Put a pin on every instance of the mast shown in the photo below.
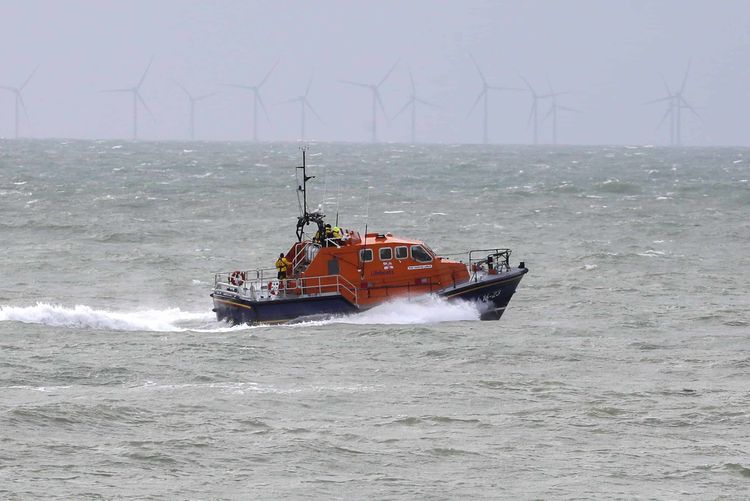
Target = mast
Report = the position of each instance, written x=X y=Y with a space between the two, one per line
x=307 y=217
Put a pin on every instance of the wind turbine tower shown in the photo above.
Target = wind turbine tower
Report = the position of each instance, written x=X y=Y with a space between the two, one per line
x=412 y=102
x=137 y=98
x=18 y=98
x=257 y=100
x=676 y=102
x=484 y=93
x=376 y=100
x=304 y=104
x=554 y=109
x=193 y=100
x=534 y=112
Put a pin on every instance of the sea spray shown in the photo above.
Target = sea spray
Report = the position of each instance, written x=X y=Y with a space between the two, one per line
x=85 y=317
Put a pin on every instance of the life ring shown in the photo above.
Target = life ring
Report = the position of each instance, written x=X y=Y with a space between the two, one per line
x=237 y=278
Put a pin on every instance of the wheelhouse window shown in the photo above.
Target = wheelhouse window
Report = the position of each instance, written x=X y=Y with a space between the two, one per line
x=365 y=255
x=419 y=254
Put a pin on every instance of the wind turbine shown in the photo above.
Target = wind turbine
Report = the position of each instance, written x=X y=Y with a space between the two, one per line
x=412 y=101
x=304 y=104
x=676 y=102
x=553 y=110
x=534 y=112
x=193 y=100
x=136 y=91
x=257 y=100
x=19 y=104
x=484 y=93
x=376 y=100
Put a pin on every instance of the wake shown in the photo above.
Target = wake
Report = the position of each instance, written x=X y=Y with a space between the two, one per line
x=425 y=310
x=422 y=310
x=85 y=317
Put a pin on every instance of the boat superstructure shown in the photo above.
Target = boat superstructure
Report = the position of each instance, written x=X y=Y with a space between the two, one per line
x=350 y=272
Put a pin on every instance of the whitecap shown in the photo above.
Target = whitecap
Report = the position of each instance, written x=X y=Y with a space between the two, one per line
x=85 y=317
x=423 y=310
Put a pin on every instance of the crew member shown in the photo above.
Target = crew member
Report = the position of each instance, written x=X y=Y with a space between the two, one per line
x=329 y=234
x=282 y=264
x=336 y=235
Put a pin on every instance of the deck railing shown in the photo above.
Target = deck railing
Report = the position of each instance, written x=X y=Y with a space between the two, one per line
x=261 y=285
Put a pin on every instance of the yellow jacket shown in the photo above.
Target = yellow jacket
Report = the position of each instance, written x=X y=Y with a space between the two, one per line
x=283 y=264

☆ ☆ ☆ ☆ ☆

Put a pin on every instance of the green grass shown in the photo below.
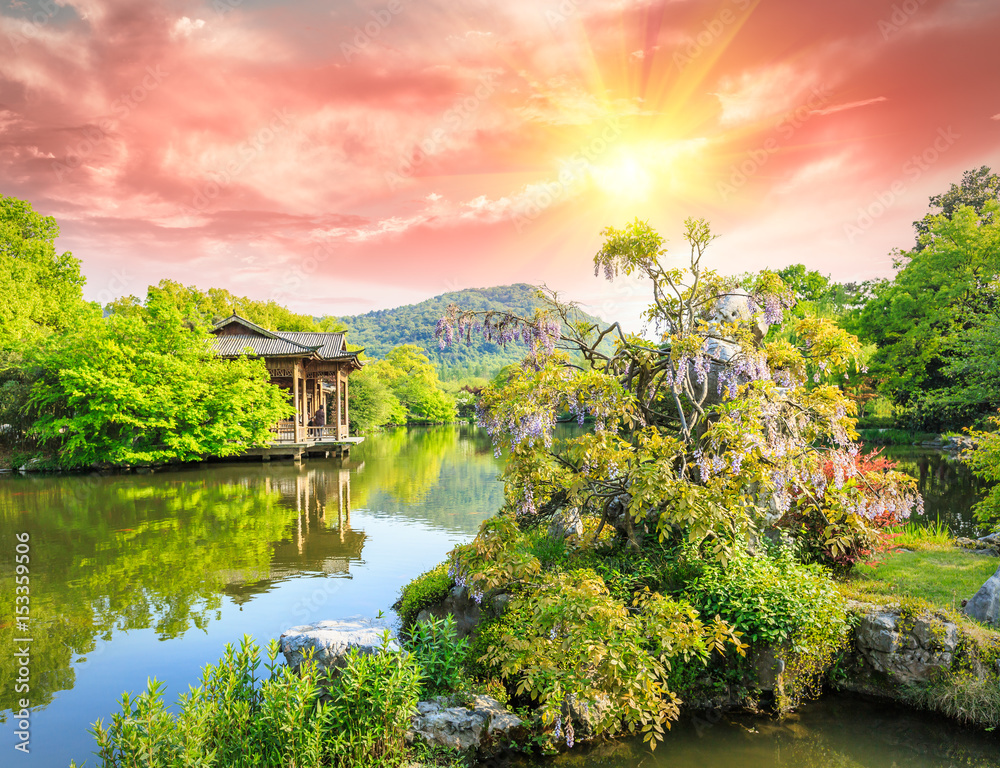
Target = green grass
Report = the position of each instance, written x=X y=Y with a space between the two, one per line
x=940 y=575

☆ ☆ ☆ ☆ ☆

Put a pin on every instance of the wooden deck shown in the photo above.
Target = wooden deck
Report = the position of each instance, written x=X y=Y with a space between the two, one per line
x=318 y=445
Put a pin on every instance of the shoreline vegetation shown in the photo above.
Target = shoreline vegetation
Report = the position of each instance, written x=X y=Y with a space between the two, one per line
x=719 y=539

☆ ☆ ☆ ☆ ☆

EXERCISE PROMPT: Rewrite the stretch of records from the line containing "Put a pin on every instance of the mast" through the line containing "x=237 y=278", replacing "instance" with "occurrence" and keeping everything else the same. Leave the pictures out of your answer.

RESULT OF THE EXERCISE:
Put a pin on every occurrence of the mast shown in the photo below.
Target = mast
Report = the position of each occurrence, written x=X y=Y with a space between the two, one per line
x=307 y=217
Put a pin on every occurrence of the wind turbine tower shown in the photo above.
Target = wind turbine tower
Report = the position of each occurrence, written x=X y=Y with a space between the two, one per line
x=412 y=102
x=137 y=98
x=18 y=98
x=257 y=100
x=676 y=102
x=484 y=93
x=376 y=100
x=304 y=104
x=554 y=109
x=193 y=100
x=534 y=112
Put a pin on every occurrence of the sea spray shown in the photo above.
Target = sea spray
Report = the position of each occurrence, written x=X y=Y with a space between the two, one per line
x=85 y=317
Put a pin on every occurrence of the life ring shown in the photo above.
Target = life ring
Report = the position of each occurrence, written x=X y=Y with a space between the two, one per line
x=237 y=278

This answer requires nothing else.